═══ Data supplied ═══

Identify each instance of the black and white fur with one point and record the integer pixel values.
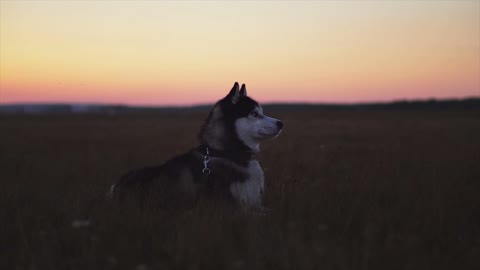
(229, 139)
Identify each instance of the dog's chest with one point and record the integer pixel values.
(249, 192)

═══
═══ Data supplied ═══

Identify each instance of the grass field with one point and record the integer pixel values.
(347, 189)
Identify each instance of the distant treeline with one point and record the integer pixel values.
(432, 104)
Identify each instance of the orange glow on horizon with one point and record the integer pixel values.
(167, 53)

═══

▶ Task goal
How many lines in the rows above contain the string "glow"? Uppercase and lowercase letters count as different. Give only the number.

▶ Task answer
1